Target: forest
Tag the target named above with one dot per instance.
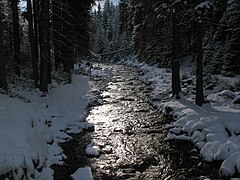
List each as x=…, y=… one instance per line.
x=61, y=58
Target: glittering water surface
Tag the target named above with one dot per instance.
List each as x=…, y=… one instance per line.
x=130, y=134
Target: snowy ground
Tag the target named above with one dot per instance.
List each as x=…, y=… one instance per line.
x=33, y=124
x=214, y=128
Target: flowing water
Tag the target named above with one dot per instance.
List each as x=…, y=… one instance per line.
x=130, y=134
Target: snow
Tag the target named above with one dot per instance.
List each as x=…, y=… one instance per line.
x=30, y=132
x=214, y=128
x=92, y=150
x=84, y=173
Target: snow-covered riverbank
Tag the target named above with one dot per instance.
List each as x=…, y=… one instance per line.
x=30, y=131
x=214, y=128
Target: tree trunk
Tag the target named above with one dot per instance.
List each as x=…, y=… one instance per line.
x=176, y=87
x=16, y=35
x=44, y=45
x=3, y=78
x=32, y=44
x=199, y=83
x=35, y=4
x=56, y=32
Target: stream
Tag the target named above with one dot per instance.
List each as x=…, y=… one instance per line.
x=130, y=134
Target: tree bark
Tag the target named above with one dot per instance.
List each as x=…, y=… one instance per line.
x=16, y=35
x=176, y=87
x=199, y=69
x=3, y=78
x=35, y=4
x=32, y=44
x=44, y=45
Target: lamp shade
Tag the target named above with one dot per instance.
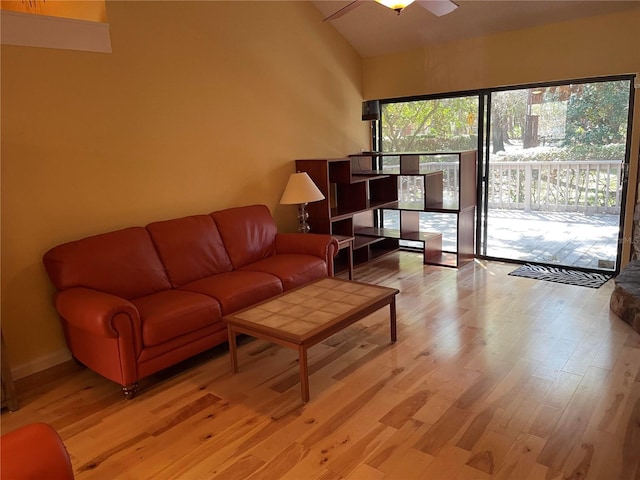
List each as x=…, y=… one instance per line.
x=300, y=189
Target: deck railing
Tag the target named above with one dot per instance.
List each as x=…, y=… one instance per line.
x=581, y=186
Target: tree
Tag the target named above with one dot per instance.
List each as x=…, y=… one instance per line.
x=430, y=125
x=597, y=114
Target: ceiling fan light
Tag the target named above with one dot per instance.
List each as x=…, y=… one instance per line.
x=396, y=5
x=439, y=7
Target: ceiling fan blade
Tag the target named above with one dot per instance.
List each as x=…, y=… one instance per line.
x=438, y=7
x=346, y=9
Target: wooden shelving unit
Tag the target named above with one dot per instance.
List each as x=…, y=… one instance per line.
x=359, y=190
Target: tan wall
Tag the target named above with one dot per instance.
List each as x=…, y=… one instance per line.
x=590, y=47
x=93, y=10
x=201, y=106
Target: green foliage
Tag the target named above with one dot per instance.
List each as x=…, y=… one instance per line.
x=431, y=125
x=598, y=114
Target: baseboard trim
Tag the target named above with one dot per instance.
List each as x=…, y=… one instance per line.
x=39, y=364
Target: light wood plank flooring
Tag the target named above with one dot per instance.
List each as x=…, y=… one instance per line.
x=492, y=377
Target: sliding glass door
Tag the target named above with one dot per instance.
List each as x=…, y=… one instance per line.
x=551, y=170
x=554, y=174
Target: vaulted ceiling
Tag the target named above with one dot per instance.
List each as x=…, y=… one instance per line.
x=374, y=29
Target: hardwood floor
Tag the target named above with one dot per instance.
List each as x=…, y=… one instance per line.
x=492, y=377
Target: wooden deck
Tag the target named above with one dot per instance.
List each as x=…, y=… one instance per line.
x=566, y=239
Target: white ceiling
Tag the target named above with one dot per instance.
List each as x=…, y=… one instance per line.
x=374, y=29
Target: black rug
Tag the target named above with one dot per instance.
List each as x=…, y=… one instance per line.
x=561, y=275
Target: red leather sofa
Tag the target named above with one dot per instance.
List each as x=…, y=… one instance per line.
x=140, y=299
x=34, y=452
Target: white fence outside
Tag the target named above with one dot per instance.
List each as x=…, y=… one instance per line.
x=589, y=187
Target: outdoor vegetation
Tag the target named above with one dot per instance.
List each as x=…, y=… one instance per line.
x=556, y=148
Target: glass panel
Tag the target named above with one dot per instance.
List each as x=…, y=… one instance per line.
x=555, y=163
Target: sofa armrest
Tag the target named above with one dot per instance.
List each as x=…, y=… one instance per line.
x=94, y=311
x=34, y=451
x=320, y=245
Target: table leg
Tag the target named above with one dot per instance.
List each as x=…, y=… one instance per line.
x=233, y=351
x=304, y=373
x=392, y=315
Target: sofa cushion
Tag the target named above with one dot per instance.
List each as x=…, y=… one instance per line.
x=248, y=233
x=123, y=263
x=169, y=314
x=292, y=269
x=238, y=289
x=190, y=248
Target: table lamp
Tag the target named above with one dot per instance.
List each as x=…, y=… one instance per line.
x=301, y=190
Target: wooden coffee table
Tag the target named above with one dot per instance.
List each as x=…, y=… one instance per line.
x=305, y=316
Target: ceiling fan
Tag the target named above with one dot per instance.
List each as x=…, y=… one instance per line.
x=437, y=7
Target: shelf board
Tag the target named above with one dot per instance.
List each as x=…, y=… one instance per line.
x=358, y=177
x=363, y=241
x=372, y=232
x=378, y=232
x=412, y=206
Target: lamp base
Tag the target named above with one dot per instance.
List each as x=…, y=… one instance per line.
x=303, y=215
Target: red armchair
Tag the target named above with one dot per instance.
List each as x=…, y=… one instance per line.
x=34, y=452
# # #
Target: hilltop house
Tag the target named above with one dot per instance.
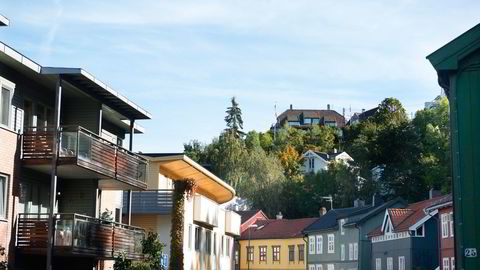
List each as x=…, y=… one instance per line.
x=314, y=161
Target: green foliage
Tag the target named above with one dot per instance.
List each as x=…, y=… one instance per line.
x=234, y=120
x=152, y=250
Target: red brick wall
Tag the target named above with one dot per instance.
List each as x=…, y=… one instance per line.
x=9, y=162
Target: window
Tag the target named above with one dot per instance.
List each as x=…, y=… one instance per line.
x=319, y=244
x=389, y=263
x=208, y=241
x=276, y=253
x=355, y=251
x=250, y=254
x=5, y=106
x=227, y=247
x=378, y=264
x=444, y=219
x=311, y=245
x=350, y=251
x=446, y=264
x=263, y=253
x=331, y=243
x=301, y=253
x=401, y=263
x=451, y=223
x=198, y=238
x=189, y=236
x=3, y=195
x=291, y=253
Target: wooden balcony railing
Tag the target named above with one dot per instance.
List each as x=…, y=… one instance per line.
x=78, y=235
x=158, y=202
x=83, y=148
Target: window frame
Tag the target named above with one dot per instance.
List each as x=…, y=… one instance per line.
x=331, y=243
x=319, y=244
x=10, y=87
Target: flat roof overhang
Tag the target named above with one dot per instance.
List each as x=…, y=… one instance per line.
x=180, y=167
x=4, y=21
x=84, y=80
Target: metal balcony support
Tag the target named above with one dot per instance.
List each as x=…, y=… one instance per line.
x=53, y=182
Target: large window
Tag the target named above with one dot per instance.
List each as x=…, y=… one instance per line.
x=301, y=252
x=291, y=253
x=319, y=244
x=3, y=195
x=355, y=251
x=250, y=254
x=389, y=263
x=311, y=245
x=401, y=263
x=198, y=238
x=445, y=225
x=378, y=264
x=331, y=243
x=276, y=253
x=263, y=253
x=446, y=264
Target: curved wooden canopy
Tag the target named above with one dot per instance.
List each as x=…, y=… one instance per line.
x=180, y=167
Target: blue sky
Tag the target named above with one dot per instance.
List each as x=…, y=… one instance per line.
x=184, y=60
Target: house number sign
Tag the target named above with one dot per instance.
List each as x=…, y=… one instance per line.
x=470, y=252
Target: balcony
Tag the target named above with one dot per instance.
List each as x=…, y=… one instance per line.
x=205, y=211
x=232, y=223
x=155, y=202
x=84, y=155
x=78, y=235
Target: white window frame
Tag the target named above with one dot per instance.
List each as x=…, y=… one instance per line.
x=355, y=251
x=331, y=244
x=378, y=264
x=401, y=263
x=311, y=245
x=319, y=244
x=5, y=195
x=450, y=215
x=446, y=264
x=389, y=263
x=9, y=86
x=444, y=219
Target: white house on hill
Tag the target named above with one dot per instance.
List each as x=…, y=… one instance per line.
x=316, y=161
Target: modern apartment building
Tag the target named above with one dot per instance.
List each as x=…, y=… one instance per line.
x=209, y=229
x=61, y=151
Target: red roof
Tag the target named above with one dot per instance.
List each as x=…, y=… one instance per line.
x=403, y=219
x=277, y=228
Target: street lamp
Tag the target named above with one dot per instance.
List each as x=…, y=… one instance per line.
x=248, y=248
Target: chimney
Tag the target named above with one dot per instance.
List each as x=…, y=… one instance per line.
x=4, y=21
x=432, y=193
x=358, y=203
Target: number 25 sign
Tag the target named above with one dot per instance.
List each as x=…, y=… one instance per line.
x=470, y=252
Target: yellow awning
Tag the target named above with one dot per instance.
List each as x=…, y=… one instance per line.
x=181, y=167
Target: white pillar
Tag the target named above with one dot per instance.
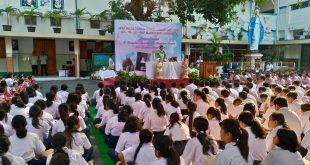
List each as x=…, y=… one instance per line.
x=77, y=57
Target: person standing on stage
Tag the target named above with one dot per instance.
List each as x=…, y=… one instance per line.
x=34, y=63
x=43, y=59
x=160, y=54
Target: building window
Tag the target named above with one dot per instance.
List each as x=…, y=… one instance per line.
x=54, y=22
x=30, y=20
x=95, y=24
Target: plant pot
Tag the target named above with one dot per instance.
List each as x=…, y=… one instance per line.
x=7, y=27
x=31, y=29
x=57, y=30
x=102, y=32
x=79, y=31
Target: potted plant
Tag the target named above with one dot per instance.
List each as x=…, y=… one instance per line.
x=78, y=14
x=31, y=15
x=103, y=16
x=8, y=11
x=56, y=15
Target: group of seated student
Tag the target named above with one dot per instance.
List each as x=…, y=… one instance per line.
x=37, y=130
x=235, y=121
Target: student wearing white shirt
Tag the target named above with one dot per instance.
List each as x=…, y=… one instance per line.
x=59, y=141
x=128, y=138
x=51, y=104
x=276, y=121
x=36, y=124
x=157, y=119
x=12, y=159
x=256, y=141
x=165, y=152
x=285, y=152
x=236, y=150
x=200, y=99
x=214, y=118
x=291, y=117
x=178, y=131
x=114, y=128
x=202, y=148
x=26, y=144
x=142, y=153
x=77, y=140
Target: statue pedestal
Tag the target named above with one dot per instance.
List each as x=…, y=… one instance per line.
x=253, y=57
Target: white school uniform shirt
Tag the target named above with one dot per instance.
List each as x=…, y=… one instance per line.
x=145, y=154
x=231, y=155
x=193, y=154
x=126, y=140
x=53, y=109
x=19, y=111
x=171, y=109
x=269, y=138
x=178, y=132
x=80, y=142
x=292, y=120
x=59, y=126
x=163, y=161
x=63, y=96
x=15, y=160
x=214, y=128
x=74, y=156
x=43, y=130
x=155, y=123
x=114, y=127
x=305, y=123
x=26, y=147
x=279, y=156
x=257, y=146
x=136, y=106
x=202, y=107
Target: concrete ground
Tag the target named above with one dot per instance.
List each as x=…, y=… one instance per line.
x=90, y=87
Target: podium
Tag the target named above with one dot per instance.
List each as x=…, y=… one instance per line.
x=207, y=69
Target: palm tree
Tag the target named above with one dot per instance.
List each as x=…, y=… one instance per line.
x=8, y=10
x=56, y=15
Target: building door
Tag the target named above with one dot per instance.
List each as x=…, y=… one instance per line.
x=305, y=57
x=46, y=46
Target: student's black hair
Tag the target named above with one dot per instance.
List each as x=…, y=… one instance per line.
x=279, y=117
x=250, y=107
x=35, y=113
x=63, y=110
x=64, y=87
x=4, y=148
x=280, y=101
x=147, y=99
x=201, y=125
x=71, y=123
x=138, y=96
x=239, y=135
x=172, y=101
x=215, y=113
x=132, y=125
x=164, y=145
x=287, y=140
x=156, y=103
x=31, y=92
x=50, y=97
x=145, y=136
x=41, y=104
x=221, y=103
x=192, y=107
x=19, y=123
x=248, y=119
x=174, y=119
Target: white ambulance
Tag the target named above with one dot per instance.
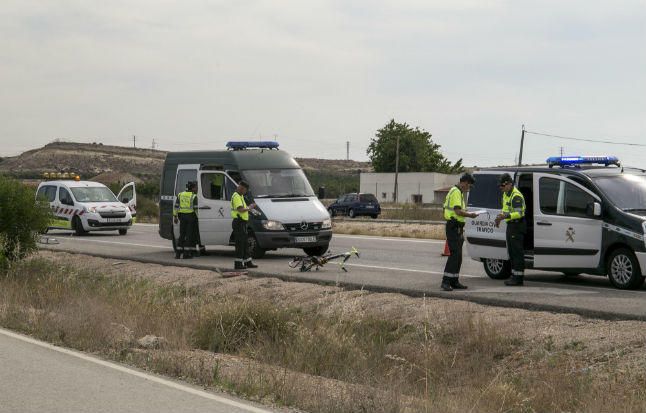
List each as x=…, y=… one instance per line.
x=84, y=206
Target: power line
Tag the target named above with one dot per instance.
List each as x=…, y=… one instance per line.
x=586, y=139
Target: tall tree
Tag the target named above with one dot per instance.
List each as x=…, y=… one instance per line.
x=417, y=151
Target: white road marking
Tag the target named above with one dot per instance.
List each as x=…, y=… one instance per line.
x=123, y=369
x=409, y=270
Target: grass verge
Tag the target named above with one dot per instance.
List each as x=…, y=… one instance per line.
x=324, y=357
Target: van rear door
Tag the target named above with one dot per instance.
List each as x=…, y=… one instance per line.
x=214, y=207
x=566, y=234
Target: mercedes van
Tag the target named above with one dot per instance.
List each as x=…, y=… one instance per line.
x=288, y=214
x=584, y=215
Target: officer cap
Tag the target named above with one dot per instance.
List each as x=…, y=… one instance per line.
# # #
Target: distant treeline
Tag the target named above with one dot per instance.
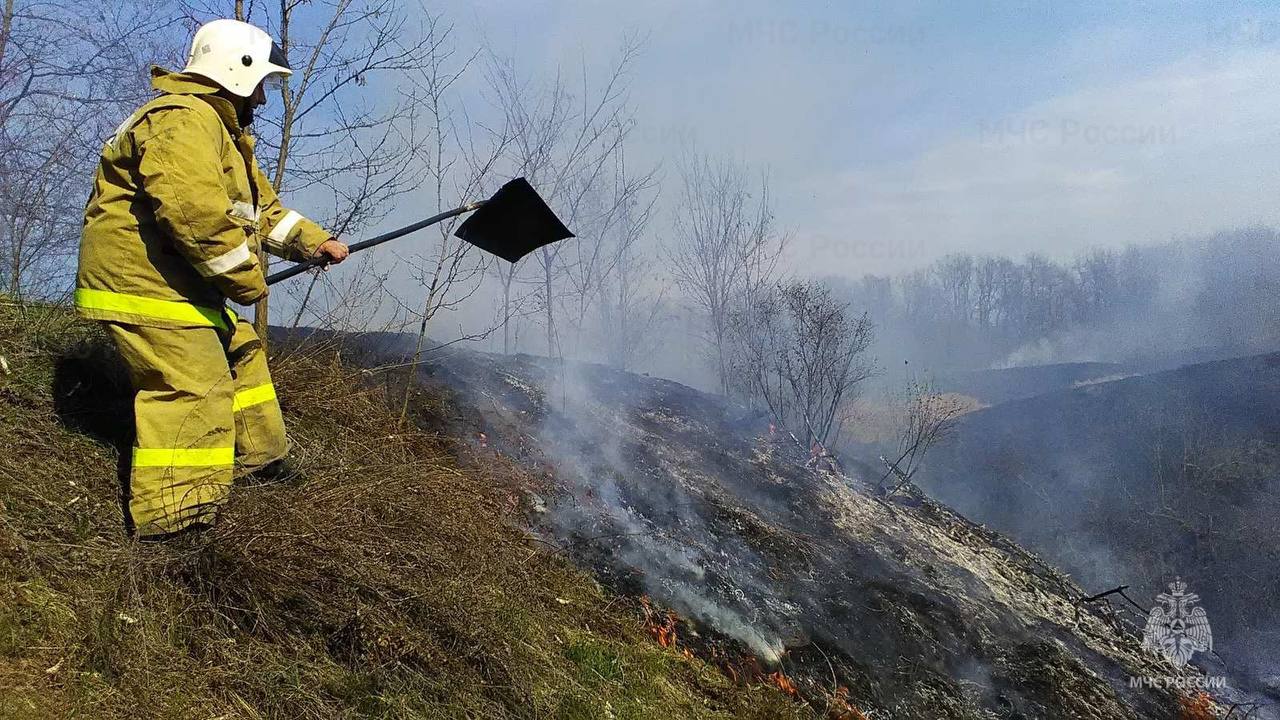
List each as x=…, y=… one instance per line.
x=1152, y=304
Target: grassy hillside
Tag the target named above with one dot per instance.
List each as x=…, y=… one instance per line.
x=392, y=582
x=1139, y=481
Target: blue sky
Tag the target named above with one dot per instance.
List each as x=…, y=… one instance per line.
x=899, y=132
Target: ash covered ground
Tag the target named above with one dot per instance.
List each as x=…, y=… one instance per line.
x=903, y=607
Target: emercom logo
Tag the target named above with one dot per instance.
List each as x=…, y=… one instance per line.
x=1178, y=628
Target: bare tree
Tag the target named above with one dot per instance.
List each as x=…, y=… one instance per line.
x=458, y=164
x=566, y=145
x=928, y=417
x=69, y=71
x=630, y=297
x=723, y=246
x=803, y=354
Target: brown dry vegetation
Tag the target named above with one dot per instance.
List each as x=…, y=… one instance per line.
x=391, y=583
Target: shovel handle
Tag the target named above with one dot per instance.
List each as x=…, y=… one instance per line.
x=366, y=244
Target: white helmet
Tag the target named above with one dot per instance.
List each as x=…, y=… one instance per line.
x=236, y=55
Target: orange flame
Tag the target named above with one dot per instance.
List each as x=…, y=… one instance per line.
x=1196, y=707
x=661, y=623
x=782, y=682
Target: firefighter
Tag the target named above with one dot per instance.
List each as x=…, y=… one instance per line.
# # #
# Aim of the task
Output the records as a two-column CSV with the columns text and answer, one row per record. Put each field in quotation marks and turn its line breaks into spaces. Begin at the line that has "Target: power line" and stop after the line that has "x=566, y=234".

# Expected output
text,answer
"Target: power line Tag the target named above with one dot per instance. List each as x=…, y=… one instance per line.","x=586, y=139"
"Target: tall tree Tag the target named above with one dot per instance. List each as x=…, y=… one instance per line.","x=417, y=151"
"Target: white road marking Tag the target named above with one dot per instance. List each as x=…, y=… one instance per line.","x=123, y=369 x=409, y=270"
"Target: grass verge Tag the target named above with one dot per instance. List each as x=…, y=… one instance per line.","x=324, y=357"
"Target: van rear door Tag the target named above with one dot per instance. List each as x=…, y=… one instance per line.","x=214, y=207 x=566, y=234"